§ DIRECTIONS
Locate each row below that contains the string "train", and copy those rows.

§ RECORDS FOR THE EXERCISE

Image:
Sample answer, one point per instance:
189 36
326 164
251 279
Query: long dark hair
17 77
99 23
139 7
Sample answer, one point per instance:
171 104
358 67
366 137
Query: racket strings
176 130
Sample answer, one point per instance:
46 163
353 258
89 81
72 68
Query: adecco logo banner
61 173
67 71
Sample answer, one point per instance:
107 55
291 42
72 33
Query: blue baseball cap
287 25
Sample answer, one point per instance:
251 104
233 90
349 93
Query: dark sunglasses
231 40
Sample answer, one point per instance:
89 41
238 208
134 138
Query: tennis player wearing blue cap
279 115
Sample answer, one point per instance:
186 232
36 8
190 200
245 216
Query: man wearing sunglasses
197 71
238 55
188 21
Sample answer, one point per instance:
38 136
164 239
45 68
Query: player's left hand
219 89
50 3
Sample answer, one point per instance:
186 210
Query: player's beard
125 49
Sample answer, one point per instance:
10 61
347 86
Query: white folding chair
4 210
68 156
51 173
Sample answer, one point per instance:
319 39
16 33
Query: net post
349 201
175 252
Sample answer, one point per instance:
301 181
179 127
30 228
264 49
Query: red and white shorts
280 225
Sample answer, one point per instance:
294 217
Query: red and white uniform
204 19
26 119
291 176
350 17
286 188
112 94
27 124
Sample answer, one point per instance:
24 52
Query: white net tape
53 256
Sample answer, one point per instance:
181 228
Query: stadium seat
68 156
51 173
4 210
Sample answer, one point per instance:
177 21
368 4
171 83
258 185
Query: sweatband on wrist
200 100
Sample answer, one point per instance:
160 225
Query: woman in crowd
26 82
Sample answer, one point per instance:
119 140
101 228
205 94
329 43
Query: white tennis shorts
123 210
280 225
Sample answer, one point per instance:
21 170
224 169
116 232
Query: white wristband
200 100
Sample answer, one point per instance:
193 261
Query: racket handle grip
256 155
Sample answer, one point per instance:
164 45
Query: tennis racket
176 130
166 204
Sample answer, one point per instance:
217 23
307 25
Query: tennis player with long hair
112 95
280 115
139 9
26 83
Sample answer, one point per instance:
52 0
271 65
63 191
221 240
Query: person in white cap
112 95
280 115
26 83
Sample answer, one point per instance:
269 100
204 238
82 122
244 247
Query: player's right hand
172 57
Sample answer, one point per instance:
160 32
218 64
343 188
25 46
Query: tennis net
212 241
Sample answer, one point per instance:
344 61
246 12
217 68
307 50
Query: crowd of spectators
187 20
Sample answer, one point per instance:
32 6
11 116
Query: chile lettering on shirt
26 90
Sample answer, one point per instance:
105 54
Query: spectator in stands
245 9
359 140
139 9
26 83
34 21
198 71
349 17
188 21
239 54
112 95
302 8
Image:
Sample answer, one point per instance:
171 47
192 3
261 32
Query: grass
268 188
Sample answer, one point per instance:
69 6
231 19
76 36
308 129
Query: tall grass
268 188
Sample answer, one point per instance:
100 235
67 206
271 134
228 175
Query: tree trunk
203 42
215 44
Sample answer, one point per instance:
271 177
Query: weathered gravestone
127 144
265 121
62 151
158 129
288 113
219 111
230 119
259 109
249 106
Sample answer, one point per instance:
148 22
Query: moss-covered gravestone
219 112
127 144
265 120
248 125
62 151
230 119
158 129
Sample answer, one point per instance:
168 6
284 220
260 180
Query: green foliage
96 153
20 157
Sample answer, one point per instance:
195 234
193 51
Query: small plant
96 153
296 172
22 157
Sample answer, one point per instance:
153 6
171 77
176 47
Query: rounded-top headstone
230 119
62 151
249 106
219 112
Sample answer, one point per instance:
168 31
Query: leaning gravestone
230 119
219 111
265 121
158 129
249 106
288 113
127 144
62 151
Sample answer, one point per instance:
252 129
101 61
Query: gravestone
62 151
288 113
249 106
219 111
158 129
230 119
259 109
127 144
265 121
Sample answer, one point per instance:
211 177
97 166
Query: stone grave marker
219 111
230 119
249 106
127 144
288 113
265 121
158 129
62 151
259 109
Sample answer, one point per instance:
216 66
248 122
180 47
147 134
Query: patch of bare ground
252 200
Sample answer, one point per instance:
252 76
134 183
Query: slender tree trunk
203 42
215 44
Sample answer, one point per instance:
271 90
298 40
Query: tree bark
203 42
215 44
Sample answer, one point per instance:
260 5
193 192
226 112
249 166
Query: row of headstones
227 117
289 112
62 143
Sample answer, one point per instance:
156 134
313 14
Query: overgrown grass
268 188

--

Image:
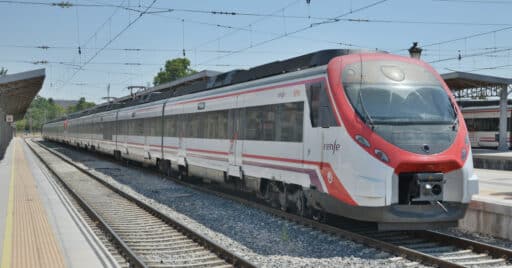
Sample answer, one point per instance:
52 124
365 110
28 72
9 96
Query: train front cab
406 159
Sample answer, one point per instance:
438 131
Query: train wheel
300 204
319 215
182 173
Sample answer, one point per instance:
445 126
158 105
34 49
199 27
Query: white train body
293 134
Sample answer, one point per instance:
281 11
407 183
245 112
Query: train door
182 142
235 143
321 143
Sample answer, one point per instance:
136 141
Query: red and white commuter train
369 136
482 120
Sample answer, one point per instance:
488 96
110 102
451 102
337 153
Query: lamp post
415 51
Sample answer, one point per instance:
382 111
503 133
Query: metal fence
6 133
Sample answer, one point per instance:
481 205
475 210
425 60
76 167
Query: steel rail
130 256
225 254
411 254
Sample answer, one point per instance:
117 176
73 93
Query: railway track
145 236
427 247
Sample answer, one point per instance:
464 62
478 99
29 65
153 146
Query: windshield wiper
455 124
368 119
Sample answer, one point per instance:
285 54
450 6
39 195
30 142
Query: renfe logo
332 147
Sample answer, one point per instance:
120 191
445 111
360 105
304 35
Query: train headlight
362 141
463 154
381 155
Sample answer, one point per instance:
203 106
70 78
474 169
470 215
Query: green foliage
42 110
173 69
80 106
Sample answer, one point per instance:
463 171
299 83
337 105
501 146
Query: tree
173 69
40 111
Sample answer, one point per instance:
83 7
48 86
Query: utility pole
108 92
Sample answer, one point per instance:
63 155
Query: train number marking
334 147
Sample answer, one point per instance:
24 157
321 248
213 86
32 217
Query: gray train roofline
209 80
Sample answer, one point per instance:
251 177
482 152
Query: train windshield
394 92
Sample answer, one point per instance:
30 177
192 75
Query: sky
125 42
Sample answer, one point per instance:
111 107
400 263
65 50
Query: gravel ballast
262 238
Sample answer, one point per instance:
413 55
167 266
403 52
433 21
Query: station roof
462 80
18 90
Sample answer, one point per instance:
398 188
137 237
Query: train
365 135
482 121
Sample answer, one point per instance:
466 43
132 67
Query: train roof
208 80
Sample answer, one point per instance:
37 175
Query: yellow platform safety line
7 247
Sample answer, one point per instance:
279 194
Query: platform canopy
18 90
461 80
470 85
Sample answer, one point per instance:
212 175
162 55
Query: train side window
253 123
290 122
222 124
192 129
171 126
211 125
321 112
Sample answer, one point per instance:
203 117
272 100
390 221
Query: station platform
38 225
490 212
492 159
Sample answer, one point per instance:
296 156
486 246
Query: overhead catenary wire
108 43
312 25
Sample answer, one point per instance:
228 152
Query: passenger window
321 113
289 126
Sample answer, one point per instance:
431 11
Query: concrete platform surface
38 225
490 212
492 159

§ SOLVED PROBLEM
Query: train front cab
Query: train wheel
Query: white train body
Query: train door
Query: red and white commuter train
Query: train headlight
Query: train number marking
Query: gray train roofline
Query: train windshield
Query: train
Query: train roof
Query: train side window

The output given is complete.